> **EXERCISE DESCRIPTION**
Only the lines from the one with "like [602, 359]." through the final line should be given again, exactly as they appear, minus the pictures.

— Start of ROWS —

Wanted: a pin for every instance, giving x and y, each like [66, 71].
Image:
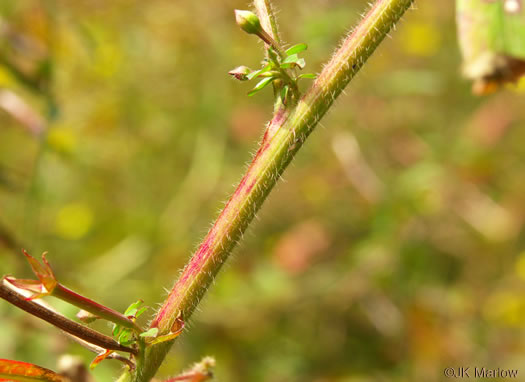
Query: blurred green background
[393, 249]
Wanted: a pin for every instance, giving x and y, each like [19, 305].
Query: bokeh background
[393, 249]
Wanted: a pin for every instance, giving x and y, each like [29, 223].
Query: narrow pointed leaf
[132, 309]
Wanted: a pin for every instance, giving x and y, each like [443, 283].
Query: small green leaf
[132, 309]
[260, 85]
[116, 329]
[284, 93]
[296, 49]
[307, 75]
[140, 311]
[150, 333]
[125, 337]
[260, 71]
[291, 59]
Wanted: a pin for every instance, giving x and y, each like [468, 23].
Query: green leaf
[140, 311]
[125, 337]
[307, 75]
[256, 73]
[291, 59]
[132, 309]
[296, 49]
[284, 92]
[116, 329]
[260, 85]
[150, 333]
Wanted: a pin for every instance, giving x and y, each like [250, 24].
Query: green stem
[286, 134]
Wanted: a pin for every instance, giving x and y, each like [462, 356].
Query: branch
[62, 322]
[289, 131]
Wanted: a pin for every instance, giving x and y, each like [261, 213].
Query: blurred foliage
[394, 248]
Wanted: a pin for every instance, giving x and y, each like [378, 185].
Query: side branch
[61, 322]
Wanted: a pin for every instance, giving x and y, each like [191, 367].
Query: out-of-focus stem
[290, 130]
[93, 307]
[62, 322]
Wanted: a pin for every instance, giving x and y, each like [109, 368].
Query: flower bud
[248, 21]
[240, 73]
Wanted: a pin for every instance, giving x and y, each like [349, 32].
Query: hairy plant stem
[80, 331]
[285, 134]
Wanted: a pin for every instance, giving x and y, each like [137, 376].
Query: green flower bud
[248, 21]
[240, 73]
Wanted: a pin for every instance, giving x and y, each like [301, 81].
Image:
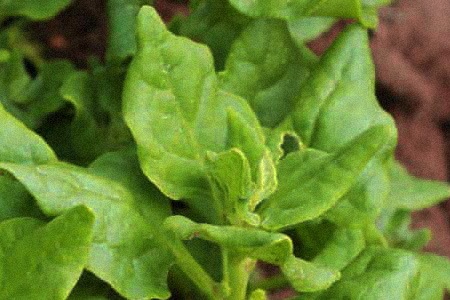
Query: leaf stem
[193, 269]
[237, 270]
[271, 283]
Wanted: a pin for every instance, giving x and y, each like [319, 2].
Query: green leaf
[335, 105]
[125, 249]
[26, 146]
[214, 23]
[310, 186]
[122, 16]
[408, 192]
[344, 246]
[363, 11]
[273, 67]
[377, 274]
[44, 261]
[274, 248]
[306, 29]
[36, 10]
[177, 115]
[337, 102]
[32, 100]
[97, 125]
[434, 277]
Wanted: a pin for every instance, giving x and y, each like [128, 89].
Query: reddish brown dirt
[412, 57]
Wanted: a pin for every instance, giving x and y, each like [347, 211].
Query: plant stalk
[237, 270]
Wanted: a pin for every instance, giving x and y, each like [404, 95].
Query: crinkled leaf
[97, 125]
[364, 11]
[335, 105]
[122, 16]
[214, 23]
[308, 28]
[365, 200]
[32, 100]
[308, 189]
[45, 261]
[37, 10]
[15, 201]
[177, 114]
[377, 273]
[396, 227]
[275, 248]
[273, 67]
[433, 278]
[344, 246]
[26, 146]
[408, 192]
[125, 252]
[343, 81]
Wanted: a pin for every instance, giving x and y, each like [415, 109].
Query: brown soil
[412, 57]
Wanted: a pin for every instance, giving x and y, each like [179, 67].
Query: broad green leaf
[344, 246]
[122, 16]
[408, 192]
[231, 181]
[46, 261]
[177, 114]
[364, 202]
[125, 251]
[273, 67]
[396, 227]
[337, 102]
[274, 248]
[309, 187]
[26, 146]
[214, 23]
[364, 11]
[377, 273]
[433, 279]
[97, 125]
[306, 29]
[335, 105]
[15, 201]
[36, 10]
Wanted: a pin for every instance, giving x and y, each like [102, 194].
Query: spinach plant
[202, 153]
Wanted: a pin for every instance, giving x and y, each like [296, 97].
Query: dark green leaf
[309, 187]
[124, 251]
[45, 261]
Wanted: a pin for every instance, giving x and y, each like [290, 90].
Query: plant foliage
[199, 149]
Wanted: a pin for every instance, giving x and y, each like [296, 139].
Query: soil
[411, 52]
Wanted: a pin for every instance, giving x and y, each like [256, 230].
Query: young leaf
[214, 23]
[45, 261]
[274, 248]
[335, 105]
[125, 250]
[37, 10]
[26, 146]
[308, 189]
[408, 192]
[273, 67]
[380, 273]
[344, 246]
[177, 114]
[122, 16]
[32, 100]
[291, 10]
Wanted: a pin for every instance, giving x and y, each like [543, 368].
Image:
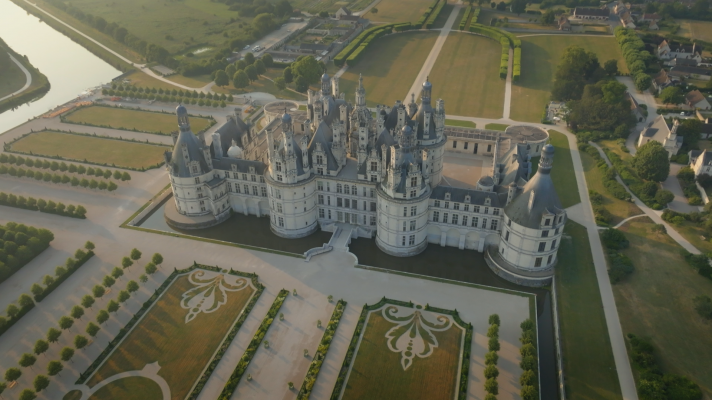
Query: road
[28, 78]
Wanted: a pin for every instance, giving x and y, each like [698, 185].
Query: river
[70, 68]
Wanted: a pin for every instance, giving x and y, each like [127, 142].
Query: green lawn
[619, 209]
[92, 149]
[389, 67]
[467, 90]
[129, 119]
[587, 353]
[656, 302]
[182, 349]
[377, 372]
[540, 56]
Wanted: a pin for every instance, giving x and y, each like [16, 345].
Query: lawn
[619, 209]
[91, 149]
[656, 302]
[390, 11]
[129, 119]
[468, 91]
[377, 372]
[182, 349]
[389, 67]
[586, 347]
[540, 56]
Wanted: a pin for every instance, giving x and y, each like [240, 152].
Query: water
[70, 68]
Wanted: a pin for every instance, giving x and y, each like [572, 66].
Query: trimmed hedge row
[316, 363]
[241, 367]
[434, 15]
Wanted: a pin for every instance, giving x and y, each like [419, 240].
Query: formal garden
[90, 149]
[406, 350]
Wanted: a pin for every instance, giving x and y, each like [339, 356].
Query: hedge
[244, 362]
[318, 359]
[464, 369]
[54, 285]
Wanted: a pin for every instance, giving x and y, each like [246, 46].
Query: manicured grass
[131, 388]
[656, 302]
[455, 122]
[540, 57]
[497, 127]
[377, 372]
[587, 353]
[619, 209]
[129, 119]
[468, 91]
[91, 149]
[391, 11]
[389, 67]
[181, 349]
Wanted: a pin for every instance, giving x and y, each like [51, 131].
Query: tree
[80, 342]
[27, 360]
[240, 80]
[92, 329]
[12, 374]
[41, 347]
[54, 368]
[98, 291]
[66, 354]
[40, 383]
[221, 78]
[102, 317]
[113, 306]
[651, 162]
[77, 312]
[672, 95]
[53, 335]
[87, 301]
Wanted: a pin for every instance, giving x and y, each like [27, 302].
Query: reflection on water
[70, 68]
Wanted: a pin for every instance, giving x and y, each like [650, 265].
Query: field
[12, 78]
[531, 94]
[656, 302]
[468, 91]
[389, 67]
[619, 209]
[587, 353]
[128, 119]
[390, 11]
[701, 30]
[181, 348]
[92, 149]
[377, 372]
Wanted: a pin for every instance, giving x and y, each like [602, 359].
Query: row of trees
[65, 323]
[63, 167]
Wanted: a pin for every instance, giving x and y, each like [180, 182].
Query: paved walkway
[28, 78]
[433, 56]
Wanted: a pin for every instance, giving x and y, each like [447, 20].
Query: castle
[400, 176]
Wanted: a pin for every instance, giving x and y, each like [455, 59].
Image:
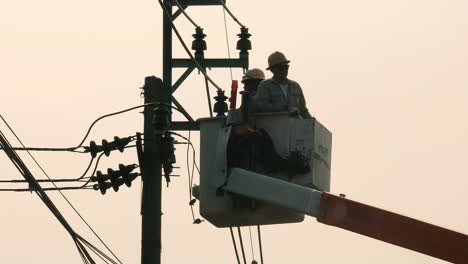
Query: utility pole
[151, 176]
[158, 152]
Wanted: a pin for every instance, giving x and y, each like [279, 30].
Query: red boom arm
[393, 228]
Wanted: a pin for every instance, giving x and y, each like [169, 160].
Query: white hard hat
[253, 74]
[276, 58]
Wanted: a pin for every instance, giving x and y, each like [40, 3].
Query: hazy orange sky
[388, 78]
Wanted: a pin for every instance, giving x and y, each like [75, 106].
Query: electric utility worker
[280, 94]
[251, 80]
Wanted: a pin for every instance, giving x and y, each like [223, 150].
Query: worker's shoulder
[294, 83]
[267, 83]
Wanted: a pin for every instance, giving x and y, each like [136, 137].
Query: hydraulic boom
[356, 217]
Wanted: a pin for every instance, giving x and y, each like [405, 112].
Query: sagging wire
[22, 168]
[182, 9]
[49, 189]
[61, 193]
[71, 149]
[242, 244]
[235, 245]
[231, 14]
[251, 243]
[55, 180]
[87, 180]
[187, 50]
[109, 115]
[260, 244]
[75, 149]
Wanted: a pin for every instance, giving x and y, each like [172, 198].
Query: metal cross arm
[199, 2]
[212, 63]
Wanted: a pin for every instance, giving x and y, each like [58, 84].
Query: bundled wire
[182, 9]
[75, 149]
[190, 174]
[37, 188]
[231, 14]
[82, 178]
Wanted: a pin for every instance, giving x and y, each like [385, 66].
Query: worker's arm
[266, 101]
[303, 111]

— End of ROWS —

> **ANSWER**
Wanted: a pin for every instance, giving x and y, each like [602, 359].
Query: row of trees
[65, 323]
[63, 167]
Wanted: a pin for every instance, giving x and y, each like [180, 182].
Query: paved walkway
[28, 78]
[433, 56]
Wanted: a pin for every instance, giving x and y, each like [447, 20].
Query: castle
[400, 176]
Wanted: a pin for every instance, giving x and y, each like [455, 59].
Image:
Query: utility pole
[151, 176]
[158, 152]
Wanted: a pin for every instance, giving x and y, each like [279, 30].
Query: red boom arm
[393, 228]
Wanted: a pin for every instance, giving x and y, each like [169, 160].
Query: white hard hat
[253, 74]
[276, 58]
Wanted: a pin for every instance, giving x and y, each like [40, 3].
Query: hazy orange sky
[388, 78]
Wanted: a pin for every instance, giving x and y, each like [75, 106].
Query: electric utility worker
[280, 94]
[251, 80]
Wanted: a pin for every instance, giving x and y, each like [223, 150].
Query: worker's shoulder
[294, 83]
[267, 83]
Wanted: a pin for every instance, giving x and y, each like [136, 137].
Query: hydraulic boom
[356, 217]
Wanted: a pin for every instance, giving x and y, each like [405, 112].
Query: sagging wire
[22, 168]
[182, 9]
[49, 189]
[61, 193]
[71, 149]
[242, 244]
[235, 245]
[231, 14]
[251, 243]
[55, 180]
[87, 180]
[187, 50]
[109, 115]
[260, 244]
[75, 149]
Wanted: a pin for every instance, giving x and y, each like [172, 198].
Query: metal cross arm
[199, 2]
[212, 63]
Wanted: a pin for every instance, giving x and y, each like [58, 84].
Query: bundled wire
[182, 9]
[75, 149]
[190, 174]
[37, 188]
[231, 14]
[82, 178]
Wanted: a pin for every instance, giving x and y, each like [385, 66].
Query: worker's arm
[266, 101]
[303, 111]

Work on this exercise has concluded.